__What to work on__
Your task is to write out all of the records once more, exactly.

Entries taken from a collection
/---

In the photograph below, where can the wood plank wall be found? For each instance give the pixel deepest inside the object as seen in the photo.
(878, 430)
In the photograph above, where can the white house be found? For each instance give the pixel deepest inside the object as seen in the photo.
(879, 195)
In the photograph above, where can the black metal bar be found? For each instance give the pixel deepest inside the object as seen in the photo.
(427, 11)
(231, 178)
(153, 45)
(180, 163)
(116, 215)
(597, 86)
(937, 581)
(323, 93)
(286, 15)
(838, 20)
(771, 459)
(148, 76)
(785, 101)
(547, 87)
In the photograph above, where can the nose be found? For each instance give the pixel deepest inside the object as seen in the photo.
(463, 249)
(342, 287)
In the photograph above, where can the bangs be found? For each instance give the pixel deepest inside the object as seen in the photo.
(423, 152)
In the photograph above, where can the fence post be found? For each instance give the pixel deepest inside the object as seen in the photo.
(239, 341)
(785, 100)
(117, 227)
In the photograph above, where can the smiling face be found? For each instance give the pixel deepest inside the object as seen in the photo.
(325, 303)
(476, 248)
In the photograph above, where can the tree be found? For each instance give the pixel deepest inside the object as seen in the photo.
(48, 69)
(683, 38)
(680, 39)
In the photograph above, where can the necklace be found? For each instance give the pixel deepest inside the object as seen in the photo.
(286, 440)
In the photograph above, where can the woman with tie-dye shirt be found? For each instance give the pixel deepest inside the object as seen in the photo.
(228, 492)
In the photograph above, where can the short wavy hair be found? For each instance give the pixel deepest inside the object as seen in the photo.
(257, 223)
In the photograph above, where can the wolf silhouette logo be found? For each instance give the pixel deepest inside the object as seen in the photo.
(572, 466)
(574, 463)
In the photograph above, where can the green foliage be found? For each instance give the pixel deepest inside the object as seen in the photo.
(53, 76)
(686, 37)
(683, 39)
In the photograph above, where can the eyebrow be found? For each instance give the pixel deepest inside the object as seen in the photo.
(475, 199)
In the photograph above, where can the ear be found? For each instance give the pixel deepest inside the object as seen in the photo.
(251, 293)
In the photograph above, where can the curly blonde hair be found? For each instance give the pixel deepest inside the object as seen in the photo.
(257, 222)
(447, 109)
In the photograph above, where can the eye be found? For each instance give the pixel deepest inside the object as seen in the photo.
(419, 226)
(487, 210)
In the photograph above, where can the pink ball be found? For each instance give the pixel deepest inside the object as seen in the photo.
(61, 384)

\---

__Your solution__
In the photograph below, where can the wood plank wall be found? For each instance give the pixel deepest inside the object as seen in the photo.
(878, 430)
In the photograph above, where can the white house be found? For each instance give the pixel deepest inside the object as seen in the photo.
(879, 195)
In the photograph above, where can the black metal bar be found? For each instance give the pixel deepest inside the object as seen in the photo.
(427, 11)
(231, 178)
(153, 45)
(180, 163)
(116, 215)
(597, 86)
(937, 581)
(323, 93)
(286, 15)
(838, 20)
(771, 459)
(148, 76)
(785, 101)
(547, 87)
In the photograph above, where can the nose be found? For each instance give the pixel deepest inside the object as seen in the photo.
(463, 249)
(342, 287)
In the photograph above, where can the bangs be found? For each instance give the pixel deepest inside the object as seen in the photo.
(423, 152)
In the photograph above, where can the fence post be found? For each instance give the pixel deepest inside the object as seen in the photo.
(239, 341)
(785, 100)
(117, 227)
In the photograph above, where can the smiling face be found? For each instance give the pixel deepest inside the object as seen in the photo.
(325, 303)
(476, 248)
In the photograph above, where can the tree be found? For each instance give the pixel deepest inside the object as seen in the photo.
(48, 69)
(683, 38)
(680, 39)
In the photograph above, where can the necklace be found? For each instance give the pixel deepest inside the object as seen in the photo.
(286, 440)
In the photograph above, where can the woman with tie-dye shirt be found? For each instance give the pixel deepest inside the object as seen in the photo.
(228, 492)
In the photograph above, where can the short wavy hair be found? For each instance give the pixel deepest inside the object as seen in the photo.
(257, 223)
In the photograph above, where can the wolf silhouette logo be found? For each instance give the pixel deepest inside the object as seen in the photo.
(572, 466)
(574, 463)
In the photograph above, where can the green foliage be found? For each instance give the pixel deepest inside the object as seen in the photo.
(53, 76)
(686, 37)
(683, 39)
In the photograph above, where can the eyebrow be found? For each instance give the pixel deepest inside the object as seen in the photo.
(475, 199)
In the photograph above, where can the ear be found? For each instance give the pixel deepest inside the object as seen in the photo.
(251, 293)
In the photograph above, where can the curly blonde hair be found? For each instance give the pixel deepest inside the object as seen in the photo.
(257, 222)
(447, 109)
In the photograph above, where can the eye be found? For each instance give the pixel deepest inside the object as seen in the photo.
(419, 226)
(487, 210)
In the photograph above, where can the pink ball be found? For each instance give the pixel deepest inside the object as seen in the photo.
(61, 384)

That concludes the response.